___ SELECTED TEXT

The challenge stems from new entrant crusades of last week counting hundred fold bigger than the conventional fifty-year-old crusaders. Debates on church growth now become a Sunday school topic.

God forbids, let it be a spiritual warfare to protect the inhabitants of eMalahleni and restore stability in the spread of the Good News. eMalahleni was founded on religious principles, ethics and morals, whether Muslim, Christian, or African tradition, conflicts remained theological debates.

History reminds me that many years back we allocated church sites gratis to qualifying denominations. Selling God’s Land is a sign of a sick administration when members of those denominations buy developed stands from the same municipality and need a place to worship the Creator who gave them the land, eMalahleni. Service costs can be settled but God’s Land becomes our Canaan. Otherwise if it is another way of collecting bridging funds for the fiscal from the stressed community putting church sites on tender to the highest bidding congregation.
Most will end up renting and leasing school classrooms, open football grounds, domestic garages, the pastor’s kitchen or dining room. This is the Pastors’ Fraternal territory to explore.
eMalahleni sits with a pool of nationally acclaimed educators who can turn the wheel and empower this city educationally. If only its stakeholders will poke this educational gold mine or should I say coalmine through PEU, Naptosa, Sactu, you name them. The coming generation wants to take be agog and compile biographies where it fits.

______
___ RECORDS PROVIDED

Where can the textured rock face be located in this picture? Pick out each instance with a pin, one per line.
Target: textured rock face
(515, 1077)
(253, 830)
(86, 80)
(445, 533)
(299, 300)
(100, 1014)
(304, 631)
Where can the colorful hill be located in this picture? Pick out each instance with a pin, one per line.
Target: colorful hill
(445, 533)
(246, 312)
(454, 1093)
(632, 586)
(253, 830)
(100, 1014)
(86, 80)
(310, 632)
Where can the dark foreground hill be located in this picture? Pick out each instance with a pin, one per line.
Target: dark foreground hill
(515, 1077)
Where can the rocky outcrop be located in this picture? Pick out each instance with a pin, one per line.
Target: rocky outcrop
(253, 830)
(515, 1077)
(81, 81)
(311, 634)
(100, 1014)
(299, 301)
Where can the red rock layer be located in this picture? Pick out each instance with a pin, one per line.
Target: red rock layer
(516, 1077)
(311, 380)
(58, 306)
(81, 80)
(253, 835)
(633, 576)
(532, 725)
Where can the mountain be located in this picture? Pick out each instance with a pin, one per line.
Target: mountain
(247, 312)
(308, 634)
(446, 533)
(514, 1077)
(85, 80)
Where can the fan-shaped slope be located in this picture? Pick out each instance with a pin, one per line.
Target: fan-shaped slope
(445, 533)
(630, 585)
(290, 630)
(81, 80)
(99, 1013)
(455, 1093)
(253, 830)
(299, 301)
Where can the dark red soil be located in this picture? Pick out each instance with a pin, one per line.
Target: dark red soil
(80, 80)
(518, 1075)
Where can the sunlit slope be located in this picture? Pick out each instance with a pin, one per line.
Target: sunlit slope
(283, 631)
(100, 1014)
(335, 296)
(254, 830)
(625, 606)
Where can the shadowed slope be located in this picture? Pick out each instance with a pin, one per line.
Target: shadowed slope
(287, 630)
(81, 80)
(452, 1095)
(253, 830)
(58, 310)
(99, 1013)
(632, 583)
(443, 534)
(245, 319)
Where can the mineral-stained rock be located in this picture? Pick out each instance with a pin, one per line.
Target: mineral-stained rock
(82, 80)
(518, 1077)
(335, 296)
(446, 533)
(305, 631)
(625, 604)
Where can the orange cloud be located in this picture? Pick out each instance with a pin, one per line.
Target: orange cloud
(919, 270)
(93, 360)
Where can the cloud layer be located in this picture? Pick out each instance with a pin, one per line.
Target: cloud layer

______

#### EXERCISE SET
**A.** In the piece about church sites in eMalahleni, what was done with church sites many years back?
**B.** Continue the piece about church sites and education in eMalahleni from where it stops.

#### OUTPUTS BY TASK
**A.** They were allocated free of charge to qualifying denominations.

**B.**
Our educational nurture will yield good fruits in sports, cultural development, crime curtailment, drug derailment, moral and ethical, societal destruction, job opportunities, creativity, retention of “ubuntu” principles towards marriage, imported abortion, immoral western civilization and political jargon where the poor and underprivileged are trampled on.
Land invasion is a scurry crucial nightmare to eMalahleni when capitalists explored all minerals around especially coal which, if located close to your kitchen door, you will have to vacate running away from the draglines and trench diggers. Or you will listen to cracked window panes and running open wall lines when the blasting rocks your shaky house. We end up being caught with our pants down when people invade land Canaan or did they run from Egypt?
Those who think more backyard rooms will ease our housing shortage face the might of the law of being forced to rezone their erfs to business sites, the creation of this demon is now where to go for habitation?
Who, in five years’ time from today is to blame for poor town planning whilst our city Mayor commits herself to royal ceremonial functions of dishing out sweets and popcorns to kindergarten, blankets and toiletries to old people? But lo, burning issues still remain with a growing traffic frustration when from N2 freeway to Matthew Phosa Street extensions take thirty minutes at knock off times and morning get to work times. Same with Ogies/N4 off ramps or OR Tambo/N4 crossover. The car population is overtaking our stagnant brains at high speeds.
Sewerage breathe and cutting smells on N2 passing Ferrobank off ramps and Pineridge/Klarinet thoroughfares makes us wonder for how long will we postpone our wedding and birthday parties? We failed to enjoy our best Christmas meals. Burst clean water pipes are exceeding our domestic garden watering costs. Storm water drainage blockading rainwater so as to travel at the same speed with traffic to Kalkspruit whilst road construction will sign tenders for temporary rehabilitation.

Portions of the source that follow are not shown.